### What needs to be done
Answer these questions about the restaurant essay below, numbering each answer to match.
1. What words does the acronym E.A.T. stand for?
2. How many hours a month must each employee work at one of the restaurant's supplying farms and ranches?
3. What is the title of Leah DiBernardo's Temecula TEDx talk?

### Text under study

[Start of Attachment]

All Things Being Equal

I’ll probably only buy one white rat for a 10-year-old boy in my entire life. Primarily because I don’t intend to have another 10-year-old boy nor another caged white rat if I don’t absolutely have to. Because of that, it doesn’t really matter that I feel one way or the other about the person who made that sale to me. I’ll likely never ever see them again. All things being equal, I just wanted the cheapest little white booger that I could find because I was sure it would either not live that long or escape its cage and run loose in my house … which was essentially the same thing.

Most of us, however, sell something that we are hoping is not a one-time event. We are actually not as interested in the sale as an end result as we are in developing a long-term relationship with what Mark LeBlanc calls our “perfect-fit” clients. Most of us quickly see the efficacy of having a smaller number of long-term ‘perfect-fit’ clients rather than a ton of ‘bad’ or even ‘decent’ fit clients. Common sense, really… and a whole lot more satisfying.

Case in point: The word EAT for most of us means to consume food to sustain our bodies. But the acronym E.A.T., to almost every citizen of Temecula, California, means Extraordinary Artisan Table… which, translated further, means consistently exceptional, locally-sourced food served in a friendly, communal-style atmosphere. The owner and chef, Leah DiBernardo, is a community advocate for “slow food” and the riches of relationship that can develop from the cooking of good, clean, healthy food and the enjoyment of those meals around a table with family and friends. Leah showcased this idea in her local Temecula TEDx talk, A Small Kitchen, a Large Table, and Big Conversations.

Tom and I had brunch yesterday at E.A.T.’s as we have many times in the past. The restaurant is situated in Temecula’s Old Towne right next door to our local Saturday farmer’s market so you count on having to wait a bit for a seat even at a community table at E.A.T.’s on Saturday mornings. We took the last two chairs at the bar which overlooks the bustling kitchen activities. I think it’s the best seat in the house. From our birds-eye view we could enjoy all the conversations, hand signals, and other various forms of communication which flowed between the wait staff, food preppers, and chefs who all moved like ants in an anthill… always looking like they will crash into one another but somehow managing to navigate in and around each other in perfect harmony. And of this under the watchful eye of the Italian visionary proprietor, Leah.

Not only are customers expected to sit with others and enjoy community while they dine but also Leah and her team mingle and chat and are extremely knowledgeable about the ingredients and local sources of every item on the menu (each employee is required to work at least 8 hours a month at one of EAT’s supplying farms and ranches.) You get the distinct impression that they are like one big, fabulous family complete with occasional fussing’s, high expectations of themselves and each other combined with a sincere desire to support the team and keep a sense of humor.

At one point, an interaction between Leah and a young female server caught my eye. Catching an imperfectly prepared bowl of soup heading out to the floor, Leah took the dish from the tray, corrected whatever was wrong and instructed the server (with a quick comment to the chef nearby) that this was not how it was to be served. Ever. When the server mumbled something under her breath, I was surprised to see Leah swat her on the head as she turned in my direction. “Don’t ever hire your own children… they’re the only employees that will talk back at you,” she said to me with a wry smile and a quick wink.

[End of Attachment]

### Data section
[Start of Attachment]

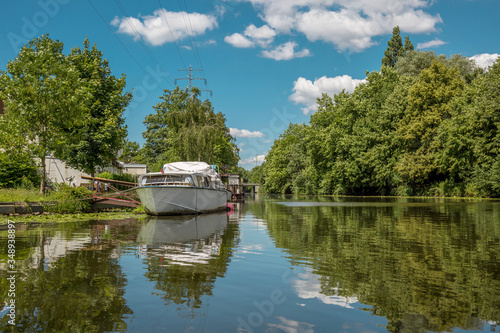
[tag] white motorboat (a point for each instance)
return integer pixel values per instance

[End of Attachment]

### Solution
1. Extraordinary Artisan Table
2. At least 8 hours
3. A Small Kitchen, a Large Table, and Big Conversations